Passage to read

* * * * *

Mr. Hearst, who had difficulty working with his powerful father, began drinking heavily. Mrs. Hearst, hoping to set an example for her husband, who rarely showed up for work, took a job writing a column for Harper's Bazaar.
Mrs. Hearst met Mr. Paley, the dashing head of the Columbia Broadcasting System, in 1931. According to friends, it was immediately obvious that he was determined to marry her.
After some months, she went to Nevada and filed for a divorce. Mr. Hearst followed her; the couple reconciled and returned to New York. Five months later, Mrs. Hearst again traveled to Las Vegas and was granted a divorce. In May 1932, she married Mr. Paley in Kingman, Ariz.
Although seven years his junior, Dorothy was more worldly than he, Sally Bedell Smith wrote in In All His Glory, her 1990 biography of Mr. Paley. She knew her way around in sophisticated circles; friendships with men like Randolph Churchill counted a great deal to the ambitious Paley. In New York, she joined the Algonquin set -- the playwrights, journalists and other intellectuals whose luncheon ripostes during the 1920's became a literary legend.
Over the years, Mrs. Smith wrote, Mr. Paley's wife had an impact on him -- her political leanings, appetite for news, taste in art and sense of style. She supported Franklin D. Roosevelt and embraced his proposals for social welfare.

* * * * *

Provided material
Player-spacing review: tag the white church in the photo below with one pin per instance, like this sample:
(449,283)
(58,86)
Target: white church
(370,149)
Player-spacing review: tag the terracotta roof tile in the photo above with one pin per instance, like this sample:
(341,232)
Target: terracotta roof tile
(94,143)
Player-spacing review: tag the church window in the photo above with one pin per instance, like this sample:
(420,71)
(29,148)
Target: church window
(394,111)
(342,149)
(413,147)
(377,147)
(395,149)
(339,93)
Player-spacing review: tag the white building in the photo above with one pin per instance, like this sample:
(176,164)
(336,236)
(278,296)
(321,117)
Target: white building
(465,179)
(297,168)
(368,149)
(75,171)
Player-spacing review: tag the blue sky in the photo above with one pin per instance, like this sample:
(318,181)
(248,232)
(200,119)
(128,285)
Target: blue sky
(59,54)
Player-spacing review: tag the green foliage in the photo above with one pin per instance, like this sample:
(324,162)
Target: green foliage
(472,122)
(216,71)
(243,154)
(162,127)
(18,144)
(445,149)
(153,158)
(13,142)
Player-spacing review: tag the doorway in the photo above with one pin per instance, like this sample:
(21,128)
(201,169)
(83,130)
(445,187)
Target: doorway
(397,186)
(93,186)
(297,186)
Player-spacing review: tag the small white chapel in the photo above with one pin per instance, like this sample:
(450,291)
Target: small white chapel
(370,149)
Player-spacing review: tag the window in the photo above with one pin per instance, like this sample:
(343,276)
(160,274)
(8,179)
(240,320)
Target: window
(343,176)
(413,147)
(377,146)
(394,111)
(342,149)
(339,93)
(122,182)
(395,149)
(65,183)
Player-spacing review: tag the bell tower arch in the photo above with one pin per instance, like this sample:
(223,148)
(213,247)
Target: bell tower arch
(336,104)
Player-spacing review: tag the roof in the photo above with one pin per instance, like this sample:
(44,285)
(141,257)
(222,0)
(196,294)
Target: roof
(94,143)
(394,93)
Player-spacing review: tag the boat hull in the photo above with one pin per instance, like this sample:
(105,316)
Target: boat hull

* * * * *

Work order
Pick up the passage about Mrs. Hearst's divorce and her marriage to Mr. Paley after its last sentence, and carry it on in the same style.

Response area
David Patrick Columbia wrote in Quest magazine in 1993: They were the golden couple on the town. She became his Pygmalion. His hunger to know satisfied her trenchant desire to teach. He had the instincts, but she, despite her youth, had the instincts and the knowledge. She began transforming his life. She got him to Savile Row tailors. She encouraged him to buy art and introduced him to dealers. In a short time they began to accumulate what is now known as the William Paley Collection. At her suggestion, they pursued the thoroughly modern path of psychoanalysis.
She was sketched by Matisse, photographed by Cecil Beaton and Horst, listed as one of the world's best-dressed women and featured in Vogue and Harper's Bazaar. She decorated Kiluna Farm, their 85-acre estate in Manhasset, with a saltwater pool and an indoor tennis court, lining the walls with their growing collection of Impressionist and Post-Impressionist paintings. Twenty-two servants looked after the house, gardens and greenhouse.
The Paleys separated in 1945, shortly after Mr. Paley returned from wartime service in London. Mrs. Smith observed in her book that Mr. Paley's peccadillos weren't the only symptom of trouble ahead.
To those with a sharp eye, other hairline cracks were showing in the marriage, Mrs. Smith wrote. When Dorothy corrected him in public, she was brisk and impatient, not gentle.
They were divorced in 1947, and she received some paintings, furniture, silver and $1.5 million.
I never behaved as if the world revolved around him, Mrs. Hirshon once recalled about her marriage to Mr. Paley. Maybe that was a problem.
Dorothy Hart was born in Los Angeles on Feb. 25, 1908, the only child of Seth Hart, an insurance broker, and the former Dorothy Jones. While she was in elementary school, the family moved to Dayton, Ohio, for three years. Upon their return to Los Angeles, she attended Marlboro, an exclusive girls' school. She later spent a year at Bennett Junior College in Millbrook, N.Y., and furthered her lifelong interest in art by taking several art history courses.
Although she participated in a number of social projects throughout her life, raising money to build a nursery school in Harlem, for instance, and serving as a guidance counselor at the Downtown Community School in the 1940's, she became more involved in philanthropic and community activities in the last 40 years.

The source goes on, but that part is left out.